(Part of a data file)
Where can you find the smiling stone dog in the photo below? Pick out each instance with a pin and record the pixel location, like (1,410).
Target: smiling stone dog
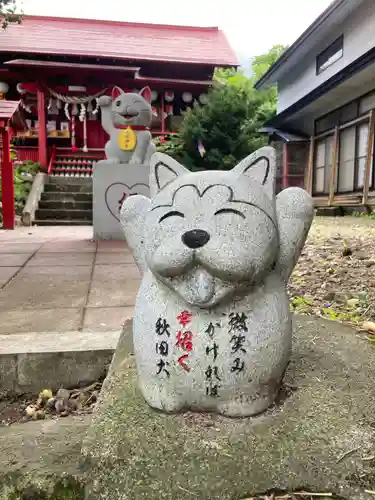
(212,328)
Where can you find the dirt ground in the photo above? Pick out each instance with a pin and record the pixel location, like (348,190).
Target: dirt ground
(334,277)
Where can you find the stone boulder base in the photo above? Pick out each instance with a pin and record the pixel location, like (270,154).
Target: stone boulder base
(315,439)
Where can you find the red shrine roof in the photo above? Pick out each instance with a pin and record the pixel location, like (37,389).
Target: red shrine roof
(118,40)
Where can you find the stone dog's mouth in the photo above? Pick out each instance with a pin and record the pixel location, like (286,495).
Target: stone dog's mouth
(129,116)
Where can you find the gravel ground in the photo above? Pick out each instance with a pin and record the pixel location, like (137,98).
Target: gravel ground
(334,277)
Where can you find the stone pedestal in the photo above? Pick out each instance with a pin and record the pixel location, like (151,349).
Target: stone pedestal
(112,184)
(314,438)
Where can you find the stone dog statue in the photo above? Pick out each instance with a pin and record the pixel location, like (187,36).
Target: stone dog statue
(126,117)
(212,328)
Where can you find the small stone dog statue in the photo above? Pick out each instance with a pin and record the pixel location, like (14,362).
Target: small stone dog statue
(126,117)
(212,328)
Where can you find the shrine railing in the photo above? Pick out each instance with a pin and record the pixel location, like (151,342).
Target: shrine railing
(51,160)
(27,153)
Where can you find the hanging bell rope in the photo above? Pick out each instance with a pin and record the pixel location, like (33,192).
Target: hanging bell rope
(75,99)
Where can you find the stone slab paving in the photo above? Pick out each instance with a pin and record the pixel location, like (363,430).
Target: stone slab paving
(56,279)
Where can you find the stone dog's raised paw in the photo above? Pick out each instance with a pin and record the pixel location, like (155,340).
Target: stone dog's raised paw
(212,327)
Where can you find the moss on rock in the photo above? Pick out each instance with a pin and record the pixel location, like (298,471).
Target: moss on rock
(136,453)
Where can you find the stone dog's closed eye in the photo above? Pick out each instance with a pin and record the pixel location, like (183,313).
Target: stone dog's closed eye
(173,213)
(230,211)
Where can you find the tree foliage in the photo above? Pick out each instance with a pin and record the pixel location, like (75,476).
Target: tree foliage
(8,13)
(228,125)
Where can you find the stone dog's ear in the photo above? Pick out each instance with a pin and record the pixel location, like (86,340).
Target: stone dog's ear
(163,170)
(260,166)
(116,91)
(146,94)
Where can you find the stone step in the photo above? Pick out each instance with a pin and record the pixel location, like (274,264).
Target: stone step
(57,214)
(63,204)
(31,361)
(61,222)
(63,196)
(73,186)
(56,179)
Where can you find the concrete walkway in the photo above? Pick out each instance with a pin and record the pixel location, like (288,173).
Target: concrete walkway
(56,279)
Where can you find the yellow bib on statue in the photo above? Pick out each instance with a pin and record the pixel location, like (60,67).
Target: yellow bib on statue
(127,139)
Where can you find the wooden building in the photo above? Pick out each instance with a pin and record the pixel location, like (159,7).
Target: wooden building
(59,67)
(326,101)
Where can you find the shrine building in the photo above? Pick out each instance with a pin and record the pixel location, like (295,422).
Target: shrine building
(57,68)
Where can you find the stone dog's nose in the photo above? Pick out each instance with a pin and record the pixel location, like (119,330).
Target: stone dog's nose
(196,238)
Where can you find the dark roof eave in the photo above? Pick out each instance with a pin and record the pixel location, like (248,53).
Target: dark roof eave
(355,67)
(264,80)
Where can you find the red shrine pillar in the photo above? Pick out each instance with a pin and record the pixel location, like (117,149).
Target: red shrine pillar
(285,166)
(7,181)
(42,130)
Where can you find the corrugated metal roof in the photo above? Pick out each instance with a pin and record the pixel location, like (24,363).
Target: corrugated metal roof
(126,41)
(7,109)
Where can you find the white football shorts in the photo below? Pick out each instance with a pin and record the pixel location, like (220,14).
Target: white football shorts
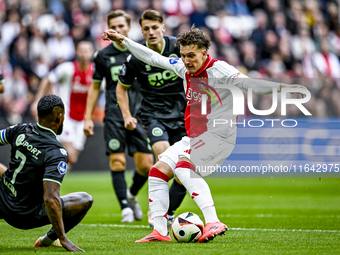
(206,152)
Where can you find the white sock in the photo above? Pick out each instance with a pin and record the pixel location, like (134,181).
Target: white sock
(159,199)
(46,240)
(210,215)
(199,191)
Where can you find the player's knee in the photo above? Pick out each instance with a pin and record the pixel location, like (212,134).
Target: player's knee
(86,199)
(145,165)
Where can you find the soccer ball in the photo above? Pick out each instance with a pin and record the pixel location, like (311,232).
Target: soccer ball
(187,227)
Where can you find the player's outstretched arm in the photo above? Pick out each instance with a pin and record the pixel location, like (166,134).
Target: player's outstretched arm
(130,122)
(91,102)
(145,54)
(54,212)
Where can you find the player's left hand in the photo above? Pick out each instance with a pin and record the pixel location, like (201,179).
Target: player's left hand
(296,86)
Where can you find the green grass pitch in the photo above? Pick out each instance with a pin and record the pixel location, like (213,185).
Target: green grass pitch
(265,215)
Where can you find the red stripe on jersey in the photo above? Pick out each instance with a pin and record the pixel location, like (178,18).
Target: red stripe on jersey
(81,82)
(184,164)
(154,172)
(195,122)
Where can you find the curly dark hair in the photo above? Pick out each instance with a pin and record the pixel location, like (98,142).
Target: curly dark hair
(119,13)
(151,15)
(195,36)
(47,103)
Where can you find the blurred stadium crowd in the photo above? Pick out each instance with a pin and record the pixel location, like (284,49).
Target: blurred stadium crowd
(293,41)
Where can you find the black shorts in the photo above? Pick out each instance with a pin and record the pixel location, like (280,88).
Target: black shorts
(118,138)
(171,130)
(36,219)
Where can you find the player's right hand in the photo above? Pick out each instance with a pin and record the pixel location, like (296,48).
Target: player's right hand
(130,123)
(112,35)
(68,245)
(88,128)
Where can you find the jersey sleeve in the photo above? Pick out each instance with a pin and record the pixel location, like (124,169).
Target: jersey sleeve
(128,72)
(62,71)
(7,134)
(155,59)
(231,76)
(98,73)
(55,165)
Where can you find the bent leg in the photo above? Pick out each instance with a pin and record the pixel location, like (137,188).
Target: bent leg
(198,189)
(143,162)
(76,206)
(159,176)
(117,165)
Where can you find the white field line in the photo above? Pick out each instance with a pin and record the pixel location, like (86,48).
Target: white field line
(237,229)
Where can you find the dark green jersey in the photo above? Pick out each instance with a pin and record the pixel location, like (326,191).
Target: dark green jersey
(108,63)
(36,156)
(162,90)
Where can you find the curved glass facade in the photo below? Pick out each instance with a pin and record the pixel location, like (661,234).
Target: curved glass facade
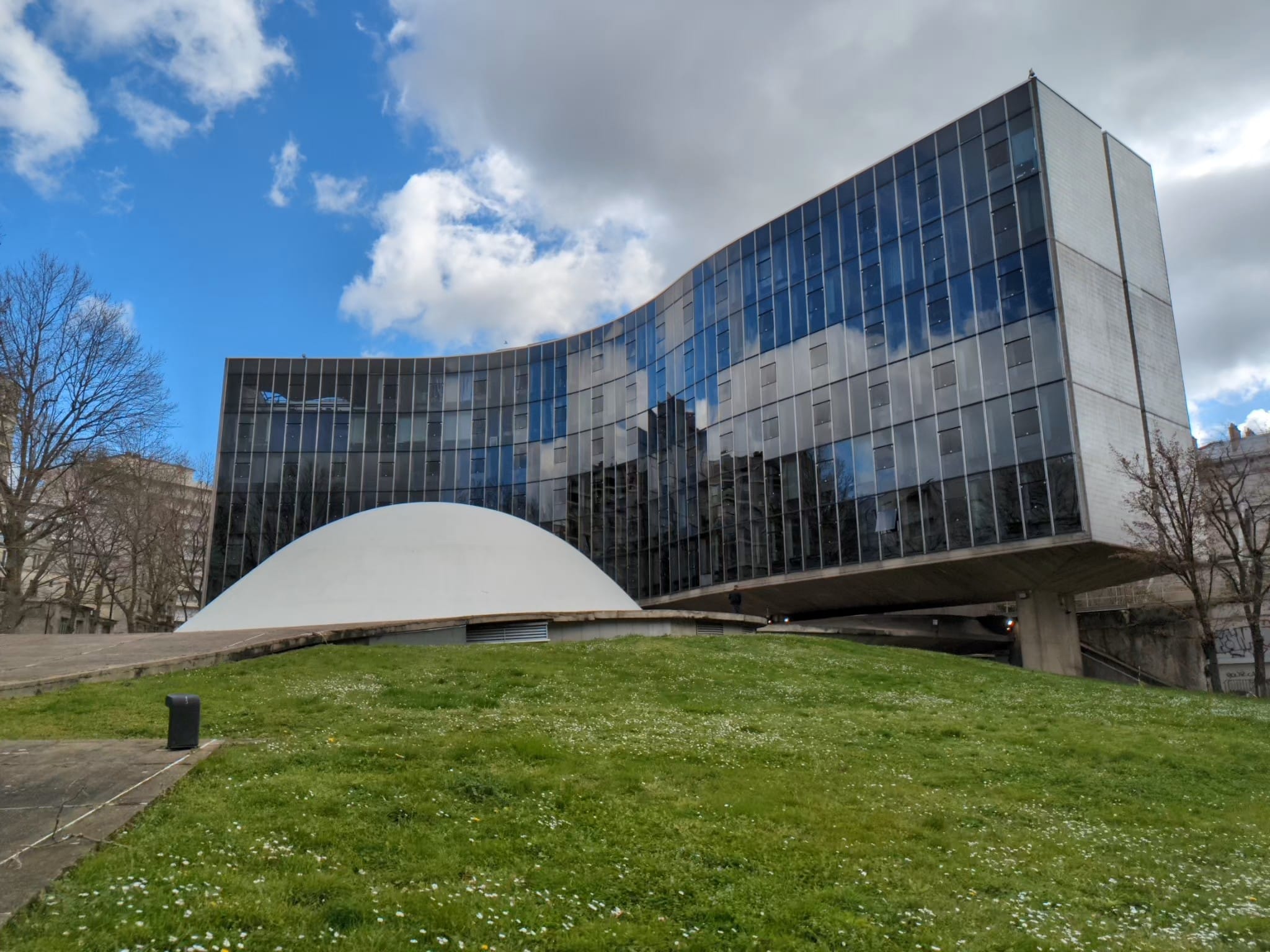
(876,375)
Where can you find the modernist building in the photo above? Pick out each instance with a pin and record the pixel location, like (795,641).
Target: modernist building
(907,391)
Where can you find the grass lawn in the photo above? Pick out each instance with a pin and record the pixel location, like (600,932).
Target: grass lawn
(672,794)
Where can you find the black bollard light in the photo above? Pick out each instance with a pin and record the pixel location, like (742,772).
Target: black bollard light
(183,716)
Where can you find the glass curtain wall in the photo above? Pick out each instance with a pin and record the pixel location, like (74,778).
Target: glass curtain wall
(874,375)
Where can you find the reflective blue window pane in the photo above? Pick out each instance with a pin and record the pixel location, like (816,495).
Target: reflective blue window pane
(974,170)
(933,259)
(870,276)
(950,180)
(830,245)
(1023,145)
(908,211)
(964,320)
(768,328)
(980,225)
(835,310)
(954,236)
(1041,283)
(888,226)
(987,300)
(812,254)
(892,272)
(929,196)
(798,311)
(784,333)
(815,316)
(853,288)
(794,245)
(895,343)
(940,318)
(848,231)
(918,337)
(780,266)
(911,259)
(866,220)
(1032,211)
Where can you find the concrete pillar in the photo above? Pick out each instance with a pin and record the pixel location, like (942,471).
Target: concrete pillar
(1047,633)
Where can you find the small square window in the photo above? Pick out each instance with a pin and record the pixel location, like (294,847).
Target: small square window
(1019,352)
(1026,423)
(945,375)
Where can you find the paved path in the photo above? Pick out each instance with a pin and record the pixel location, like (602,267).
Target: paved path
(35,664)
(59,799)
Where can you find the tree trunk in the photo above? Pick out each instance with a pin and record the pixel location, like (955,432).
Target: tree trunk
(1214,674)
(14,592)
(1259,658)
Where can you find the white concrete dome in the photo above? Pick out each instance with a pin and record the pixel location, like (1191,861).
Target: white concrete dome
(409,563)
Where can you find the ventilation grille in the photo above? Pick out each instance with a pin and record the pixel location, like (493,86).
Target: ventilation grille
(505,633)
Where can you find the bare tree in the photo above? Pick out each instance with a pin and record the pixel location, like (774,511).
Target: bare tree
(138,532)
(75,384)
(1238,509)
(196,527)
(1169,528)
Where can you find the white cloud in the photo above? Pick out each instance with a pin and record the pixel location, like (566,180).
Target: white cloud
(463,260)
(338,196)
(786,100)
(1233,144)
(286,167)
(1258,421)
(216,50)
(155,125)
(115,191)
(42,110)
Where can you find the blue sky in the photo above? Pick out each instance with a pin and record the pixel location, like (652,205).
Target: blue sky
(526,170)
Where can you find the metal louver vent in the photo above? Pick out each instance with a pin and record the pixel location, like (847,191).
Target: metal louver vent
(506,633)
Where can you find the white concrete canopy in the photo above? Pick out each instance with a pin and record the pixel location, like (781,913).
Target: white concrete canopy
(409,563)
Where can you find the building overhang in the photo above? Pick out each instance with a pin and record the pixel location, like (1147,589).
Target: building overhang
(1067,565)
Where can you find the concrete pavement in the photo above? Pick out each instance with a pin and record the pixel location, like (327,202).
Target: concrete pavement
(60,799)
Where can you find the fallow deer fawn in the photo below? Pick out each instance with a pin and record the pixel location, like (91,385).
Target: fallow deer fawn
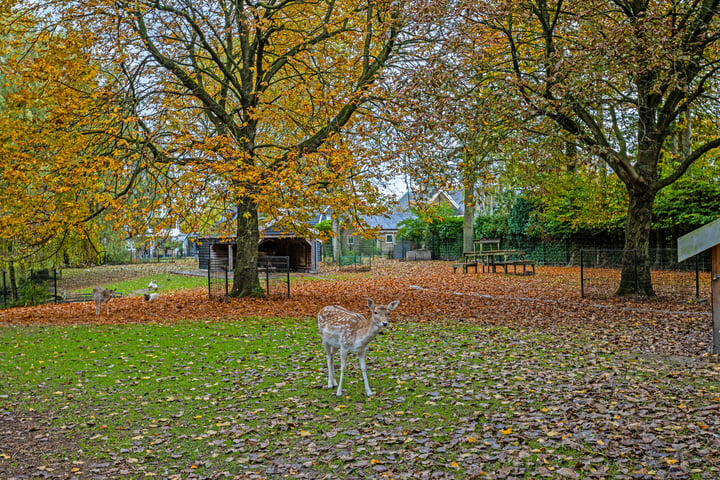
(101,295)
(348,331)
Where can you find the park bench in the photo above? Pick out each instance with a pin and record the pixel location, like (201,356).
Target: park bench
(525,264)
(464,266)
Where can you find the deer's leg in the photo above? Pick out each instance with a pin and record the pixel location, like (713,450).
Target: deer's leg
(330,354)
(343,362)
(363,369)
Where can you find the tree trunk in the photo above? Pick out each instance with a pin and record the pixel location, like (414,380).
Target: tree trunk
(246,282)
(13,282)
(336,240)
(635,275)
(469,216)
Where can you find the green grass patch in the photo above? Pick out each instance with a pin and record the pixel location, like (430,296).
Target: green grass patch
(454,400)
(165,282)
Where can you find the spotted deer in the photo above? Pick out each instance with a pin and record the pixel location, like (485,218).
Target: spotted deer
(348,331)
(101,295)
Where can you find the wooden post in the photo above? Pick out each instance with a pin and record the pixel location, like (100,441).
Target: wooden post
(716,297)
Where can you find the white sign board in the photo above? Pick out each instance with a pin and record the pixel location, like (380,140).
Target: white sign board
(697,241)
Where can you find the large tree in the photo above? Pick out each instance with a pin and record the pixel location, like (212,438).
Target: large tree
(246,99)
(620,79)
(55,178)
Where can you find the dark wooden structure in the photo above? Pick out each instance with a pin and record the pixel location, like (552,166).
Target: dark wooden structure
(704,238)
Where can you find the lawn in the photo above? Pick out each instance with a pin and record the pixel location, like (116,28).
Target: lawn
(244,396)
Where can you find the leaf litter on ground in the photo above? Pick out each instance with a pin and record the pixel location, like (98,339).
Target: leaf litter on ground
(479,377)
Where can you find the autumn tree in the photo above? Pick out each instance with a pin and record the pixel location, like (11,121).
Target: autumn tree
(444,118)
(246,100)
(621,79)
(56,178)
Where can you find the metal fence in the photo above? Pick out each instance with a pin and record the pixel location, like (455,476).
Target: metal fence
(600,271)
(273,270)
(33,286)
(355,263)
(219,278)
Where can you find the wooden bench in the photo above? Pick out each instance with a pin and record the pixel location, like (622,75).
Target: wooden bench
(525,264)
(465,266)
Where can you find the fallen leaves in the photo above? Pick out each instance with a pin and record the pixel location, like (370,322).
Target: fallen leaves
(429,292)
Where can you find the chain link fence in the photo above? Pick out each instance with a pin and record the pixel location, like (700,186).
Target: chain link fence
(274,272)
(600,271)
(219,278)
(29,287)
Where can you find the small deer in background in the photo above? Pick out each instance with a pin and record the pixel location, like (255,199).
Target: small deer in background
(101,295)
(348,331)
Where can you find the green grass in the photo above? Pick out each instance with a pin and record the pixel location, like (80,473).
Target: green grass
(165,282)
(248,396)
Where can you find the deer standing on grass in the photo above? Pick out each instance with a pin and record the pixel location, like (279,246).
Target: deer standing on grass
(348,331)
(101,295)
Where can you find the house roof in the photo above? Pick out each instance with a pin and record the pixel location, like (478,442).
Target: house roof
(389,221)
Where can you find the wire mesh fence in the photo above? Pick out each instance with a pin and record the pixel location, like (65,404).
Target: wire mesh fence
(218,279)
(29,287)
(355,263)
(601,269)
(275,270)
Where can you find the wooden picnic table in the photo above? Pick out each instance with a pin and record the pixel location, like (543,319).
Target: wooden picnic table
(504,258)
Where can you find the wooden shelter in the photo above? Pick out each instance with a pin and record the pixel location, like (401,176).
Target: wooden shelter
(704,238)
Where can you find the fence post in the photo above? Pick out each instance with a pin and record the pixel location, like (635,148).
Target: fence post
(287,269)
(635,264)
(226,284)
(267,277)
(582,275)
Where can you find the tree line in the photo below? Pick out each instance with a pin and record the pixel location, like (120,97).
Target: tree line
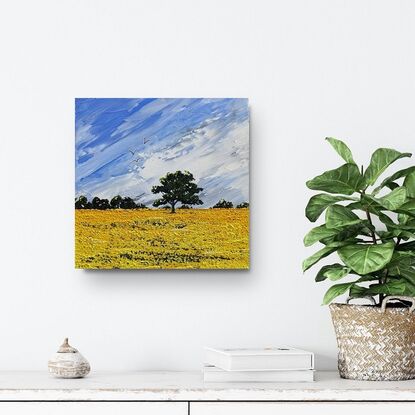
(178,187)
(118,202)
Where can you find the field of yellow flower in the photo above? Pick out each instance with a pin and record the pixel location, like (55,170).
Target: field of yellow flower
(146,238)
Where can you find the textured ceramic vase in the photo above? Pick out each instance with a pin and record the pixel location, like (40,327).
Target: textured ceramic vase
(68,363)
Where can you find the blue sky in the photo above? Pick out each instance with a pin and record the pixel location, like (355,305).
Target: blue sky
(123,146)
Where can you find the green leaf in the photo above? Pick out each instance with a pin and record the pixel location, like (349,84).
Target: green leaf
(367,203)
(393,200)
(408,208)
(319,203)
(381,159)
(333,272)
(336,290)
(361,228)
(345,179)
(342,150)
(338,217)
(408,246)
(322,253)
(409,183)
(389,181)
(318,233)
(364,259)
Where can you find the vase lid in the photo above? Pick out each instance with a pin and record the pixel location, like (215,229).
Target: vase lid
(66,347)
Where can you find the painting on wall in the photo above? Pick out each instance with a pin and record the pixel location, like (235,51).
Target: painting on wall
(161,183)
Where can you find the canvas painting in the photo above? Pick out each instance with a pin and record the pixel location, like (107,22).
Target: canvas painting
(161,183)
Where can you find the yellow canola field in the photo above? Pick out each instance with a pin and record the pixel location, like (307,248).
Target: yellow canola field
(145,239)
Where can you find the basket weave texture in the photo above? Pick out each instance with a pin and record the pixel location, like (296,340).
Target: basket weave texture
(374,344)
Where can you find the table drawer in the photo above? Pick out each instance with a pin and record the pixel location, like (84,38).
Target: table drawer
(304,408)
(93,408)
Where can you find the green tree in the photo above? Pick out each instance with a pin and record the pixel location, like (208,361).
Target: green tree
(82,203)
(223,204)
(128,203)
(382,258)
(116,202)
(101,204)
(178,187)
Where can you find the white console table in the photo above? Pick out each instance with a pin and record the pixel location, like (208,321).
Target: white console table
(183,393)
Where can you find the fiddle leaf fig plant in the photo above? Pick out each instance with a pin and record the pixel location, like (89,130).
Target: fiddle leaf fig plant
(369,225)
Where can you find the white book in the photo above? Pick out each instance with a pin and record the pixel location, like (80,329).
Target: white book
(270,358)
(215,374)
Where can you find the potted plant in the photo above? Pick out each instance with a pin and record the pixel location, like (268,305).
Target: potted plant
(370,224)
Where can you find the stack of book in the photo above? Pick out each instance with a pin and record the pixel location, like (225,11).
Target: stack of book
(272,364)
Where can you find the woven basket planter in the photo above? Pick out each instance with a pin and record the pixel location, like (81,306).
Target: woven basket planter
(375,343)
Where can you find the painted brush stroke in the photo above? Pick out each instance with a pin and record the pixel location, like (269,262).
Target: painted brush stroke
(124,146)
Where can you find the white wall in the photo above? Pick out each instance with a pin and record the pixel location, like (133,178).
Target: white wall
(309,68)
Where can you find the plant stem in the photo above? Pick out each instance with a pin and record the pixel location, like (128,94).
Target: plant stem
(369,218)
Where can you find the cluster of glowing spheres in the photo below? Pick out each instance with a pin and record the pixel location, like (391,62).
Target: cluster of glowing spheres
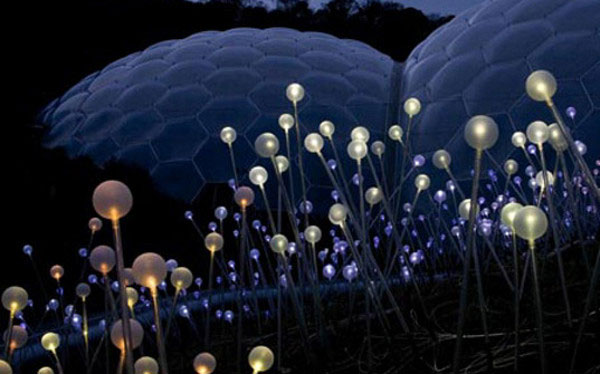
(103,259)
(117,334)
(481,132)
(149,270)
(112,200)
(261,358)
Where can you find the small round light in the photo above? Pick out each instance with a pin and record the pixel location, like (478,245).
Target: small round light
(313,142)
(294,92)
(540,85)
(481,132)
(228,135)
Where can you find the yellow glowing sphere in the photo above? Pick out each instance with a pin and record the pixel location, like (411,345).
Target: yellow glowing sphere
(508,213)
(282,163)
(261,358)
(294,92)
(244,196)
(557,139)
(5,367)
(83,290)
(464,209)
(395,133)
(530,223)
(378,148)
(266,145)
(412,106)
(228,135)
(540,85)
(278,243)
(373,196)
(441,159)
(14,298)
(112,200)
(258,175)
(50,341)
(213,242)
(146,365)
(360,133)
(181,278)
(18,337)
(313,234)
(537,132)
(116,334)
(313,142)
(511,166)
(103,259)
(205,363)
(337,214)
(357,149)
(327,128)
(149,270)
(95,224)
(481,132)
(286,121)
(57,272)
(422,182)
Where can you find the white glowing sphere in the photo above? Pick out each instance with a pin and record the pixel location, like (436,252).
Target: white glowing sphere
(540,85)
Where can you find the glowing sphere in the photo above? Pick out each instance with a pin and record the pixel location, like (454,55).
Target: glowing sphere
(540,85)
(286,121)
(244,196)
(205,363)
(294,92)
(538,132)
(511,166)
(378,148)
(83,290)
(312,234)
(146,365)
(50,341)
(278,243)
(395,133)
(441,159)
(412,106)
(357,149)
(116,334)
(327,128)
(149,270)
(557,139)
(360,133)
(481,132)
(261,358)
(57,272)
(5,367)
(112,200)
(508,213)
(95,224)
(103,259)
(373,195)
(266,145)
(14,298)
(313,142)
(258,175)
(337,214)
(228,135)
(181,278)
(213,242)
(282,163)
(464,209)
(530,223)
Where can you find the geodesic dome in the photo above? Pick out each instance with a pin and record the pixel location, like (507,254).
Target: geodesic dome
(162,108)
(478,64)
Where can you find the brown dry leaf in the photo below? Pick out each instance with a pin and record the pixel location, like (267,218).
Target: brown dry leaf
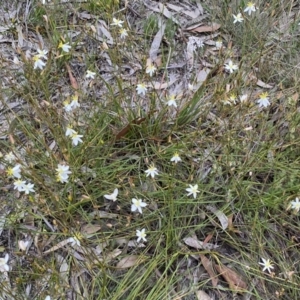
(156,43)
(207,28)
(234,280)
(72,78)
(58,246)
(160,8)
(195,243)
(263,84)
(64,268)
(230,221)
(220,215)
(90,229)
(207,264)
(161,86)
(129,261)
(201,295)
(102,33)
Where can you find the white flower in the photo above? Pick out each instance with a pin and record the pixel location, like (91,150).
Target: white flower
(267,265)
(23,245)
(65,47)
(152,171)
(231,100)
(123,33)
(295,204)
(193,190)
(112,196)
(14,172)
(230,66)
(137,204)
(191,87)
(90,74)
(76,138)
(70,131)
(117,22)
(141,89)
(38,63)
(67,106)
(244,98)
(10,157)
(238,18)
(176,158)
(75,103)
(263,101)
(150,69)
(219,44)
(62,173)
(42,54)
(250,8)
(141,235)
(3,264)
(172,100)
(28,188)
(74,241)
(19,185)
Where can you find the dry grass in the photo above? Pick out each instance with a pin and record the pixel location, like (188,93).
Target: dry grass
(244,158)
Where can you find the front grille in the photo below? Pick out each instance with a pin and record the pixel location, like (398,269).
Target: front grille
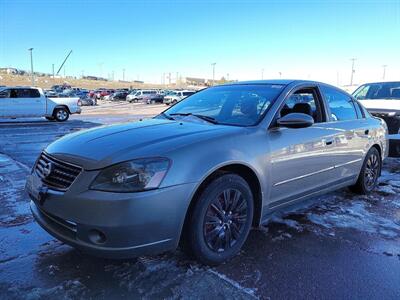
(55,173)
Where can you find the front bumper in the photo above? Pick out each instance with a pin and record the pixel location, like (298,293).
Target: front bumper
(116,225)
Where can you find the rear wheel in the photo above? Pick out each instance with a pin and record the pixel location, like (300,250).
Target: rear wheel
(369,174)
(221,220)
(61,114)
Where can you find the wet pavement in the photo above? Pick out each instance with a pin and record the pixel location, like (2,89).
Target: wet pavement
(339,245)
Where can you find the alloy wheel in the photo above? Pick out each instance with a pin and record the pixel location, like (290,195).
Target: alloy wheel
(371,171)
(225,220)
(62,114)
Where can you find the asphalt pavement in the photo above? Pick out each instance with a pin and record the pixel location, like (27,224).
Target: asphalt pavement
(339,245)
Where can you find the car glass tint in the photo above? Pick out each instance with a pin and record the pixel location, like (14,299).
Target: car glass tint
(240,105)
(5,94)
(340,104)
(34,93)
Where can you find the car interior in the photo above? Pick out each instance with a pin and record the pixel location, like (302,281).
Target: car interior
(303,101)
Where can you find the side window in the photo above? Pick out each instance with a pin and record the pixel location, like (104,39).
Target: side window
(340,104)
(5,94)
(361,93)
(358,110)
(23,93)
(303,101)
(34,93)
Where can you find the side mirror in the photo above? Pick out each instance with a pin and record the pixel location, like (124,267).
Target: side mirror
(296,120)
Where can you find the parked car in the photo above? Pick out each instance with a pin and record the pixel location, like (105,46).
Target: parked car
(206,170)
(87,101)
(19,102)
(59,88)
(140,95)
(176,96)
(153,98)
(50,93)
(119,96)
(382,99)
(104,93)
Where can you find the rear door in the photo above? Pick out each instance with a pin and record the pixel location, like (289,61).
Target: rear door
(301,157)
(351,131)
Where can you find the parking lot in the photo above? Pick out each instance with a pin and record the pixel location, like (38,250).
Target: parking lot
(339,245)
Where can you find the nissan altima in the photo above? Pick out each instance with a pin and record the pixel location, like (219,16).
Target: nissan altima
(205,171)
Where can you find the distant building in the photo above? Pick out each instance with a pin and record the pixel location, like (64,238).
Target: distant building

> **WRITTEN PROBLEM**: With the line containing "Where can you find the car glass" as the first and the last line of the records as the final one, print exactly the lines in that span.

> **ANSWER IN FULL**:
Where can you find the car glass tint in the photo above? Pick out each instance with a pin and record the pixel location, like (14,299).
Target: car glass tint
(240,105)
(5,94)
(340,104)
(34,93)
Where can you find the car interior in the photo above? Pick out each instance with a pin and record the pixel location, like (302,281).
Target: car interior
(303,101)
Where can you find the side window in the photo above? Pick out each instance with a pin and record the pixel location, like (104,39).
Target: side window
(340,104)
(5,94)
(361,93)
(358,110)
(23,93)
(303,101)
(34,93)
Where can you find the side mirror in the photo above? Pick out each instance with a pin and record the pixel location, like (124,267).
Target: side mirror
(296,120)
Where can you find the parked car in the photo above? Pick out each instance with a pin and record the pixel location, like (105,46).
Target: parked car
(206,170)
(87,101)
(19,102)
(59,88)
(140,95)
(176,96)
(153,98)
(50,93)
(119,96)
(382,99)
(104,93)
Where can you find the rear door in the photo above? Pick out each instance with a pin and record the pixel location, like (289,61).
Target: rear door
(301,157)
(351,131)
Where can you find the parking lot in the photo above? Pick out each instance with a pin and record the pixel location, like (38,250).
Target: parking lot
(339,245)
Where can you find the nissan altima in the photo above? Pick out each instance with a pin and record the pixel location, like (219,16).
Target: nissan altima
(205,171)
Where can you find the distant building in the photo above? Pick out each instance with a pin and record the pixel location, like (64,238).
Target: distant building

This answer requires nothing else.